## What you need to do
Write the next part of the essay below on the proposed tax plan, starting right after its last sentence.

Although a 50% tax on income above $23,000/year sounds scary, it’s not so bad for the middle class as it seems. The median household will pay a 25% income tax, while under the current system, federal income tax starts at 10%, FICA is 14.2% of what it costs the employer to employ a person, and state income tax typically starts around 1% and rises rapidly. A head of household making $46,000/year pays 14.9% of his gross income in taxes, or 13.8% of the cost to his employer. To take one state, in Wisconsin he’ll also pay 6.1% of gross income, or 5.6% of the cost to the employer. So in fact, his income taxes will be cut to 25% from 33.6%.
Obviously, this system becomes more and more of a tax increase as income goes up. Marginal tax in Virginia for a couple filing jointly with each person making $25,000 is 13.9% federal, 14.2% FICA, and 5.3% state, or 33.4% (the couple’s total liability under my system will be 27%, down from 31.6% right now). But even at $92,000, it’s 37.5% in my system compared with 35.6% in the current one.
If raising taxes on households making above $85,000-90,000 is too onerous, there’s a way out. Note that the assumption about corporate/dividend and capital gains taxes is that individual income is taxes at 60% in the highest bracket. The top quintile’s average income is just short of $150,000/year, so hiking its tax burden by 10% nets the government $6,000 per top quintile household, or $1,200 per household, or 2% of all taxes.
2% seems low, but it allows any of a) getting rid of the debt faster, b) spending more on social security, c) having a few deductions, or d) reducing every taxpaying household’s tax burden by $1,600, or equivalently raising the income tax threshold to $26,250. The tax hike at the top makes the break-even point the same as in a pure 0/50% system, but it cuts the taxes of people in the middle three quintiles more.
In either case, although the marginal tax hike seems huge, in fact it’s a tax cut for 80% of the population, which, incidentally, makes it more politically feasible than the spending increases. In fact if the FICA cap is lifted first, the plan will be an income tax cut on almost everyone; going by Massachusetts tax rates, which are actually relatively low at the top, lifting the FICA cap will increase the rich’s marginal income tax to 51.3% of employment cost.
Given that, you may ask yourself how this plan is revenue-positive. The answer is that in the real world, the rich pay the lower of the two rates available to them, income and corporate/dividend. Big businesses take care of their own, and small business owners can choose how to compensate themselves. Not coincidentally, in the 1950s, when corporate taxes were higher, the US collected 5-6% of its GDP in corporate tax revenues. In addition, the gas tax raises 5% of GDP, which is the same as a sales tax of about 7.5%, higher than most states’ sales taxes.

## Stored data
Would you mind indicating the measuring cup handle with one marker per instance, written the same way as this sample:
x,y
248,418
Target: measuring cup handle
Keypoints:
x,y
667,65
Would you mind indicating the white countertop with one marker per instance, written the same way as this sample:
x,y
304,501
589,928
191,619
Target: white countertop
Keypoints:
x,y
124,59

--

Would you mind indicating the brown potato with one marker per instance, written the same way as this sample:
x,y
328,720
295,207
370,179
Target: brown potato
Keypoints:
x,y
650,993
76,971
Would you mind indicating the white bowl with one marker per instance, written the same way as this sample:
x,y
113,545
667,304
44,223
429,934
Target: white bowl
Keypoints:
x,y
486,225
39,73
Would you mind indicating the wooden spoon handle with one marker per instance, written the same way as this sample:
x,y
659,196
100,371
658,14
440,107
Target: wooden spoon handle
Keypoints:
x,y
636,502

--

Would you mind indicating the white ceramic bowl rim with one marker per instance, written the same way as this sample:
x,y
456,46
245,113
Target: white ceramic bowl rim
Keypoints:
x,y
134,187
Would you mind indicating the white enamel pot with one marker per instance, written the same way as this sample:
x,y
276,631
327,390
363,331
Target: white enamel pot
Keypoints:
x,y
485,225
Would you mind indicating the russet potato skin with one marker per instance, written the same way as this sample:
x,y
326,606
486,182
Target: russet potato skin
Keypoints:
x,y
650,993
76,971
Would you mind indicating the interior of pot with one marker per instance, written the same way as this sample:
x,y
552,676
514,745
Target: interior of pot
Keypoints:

## Output for this exercise
More interestingly, the bracket nature of the current US income tax is such that after eliminating the FICA cap, my plan will be a tax cut on people making less than about $85-90,000, depending on the state, and on people in the current 35% bracket, which starts at $336,550; on the rest it will be a small tax increase.
But the most interesting thing about this exercise is that it tends to highlight how tax brackets are an unnecessary complication. To someone making $50,000 a year, it doesn’t matter if there’s a $20,000 exemption and 50% on everything about it, or an $15,000 exemption, a starting rate of 25% between $15,000 and $25,000, and 50% thereafter. The starting rate will raise more money from people making $15,000 to $25,000, and only from them, netting about $9 billion dollars, or 0.075% of GDP.
Also, the actual revenues are heavily dependent on the distribution of household size, which I ignored entirely. In this system the easiest thing to do is to determine a poverty rate for each size of household and then let the tax be 50% on anything above 150% of that rate, possibly with an increase to 60% at a fixed level, say $100,000/year.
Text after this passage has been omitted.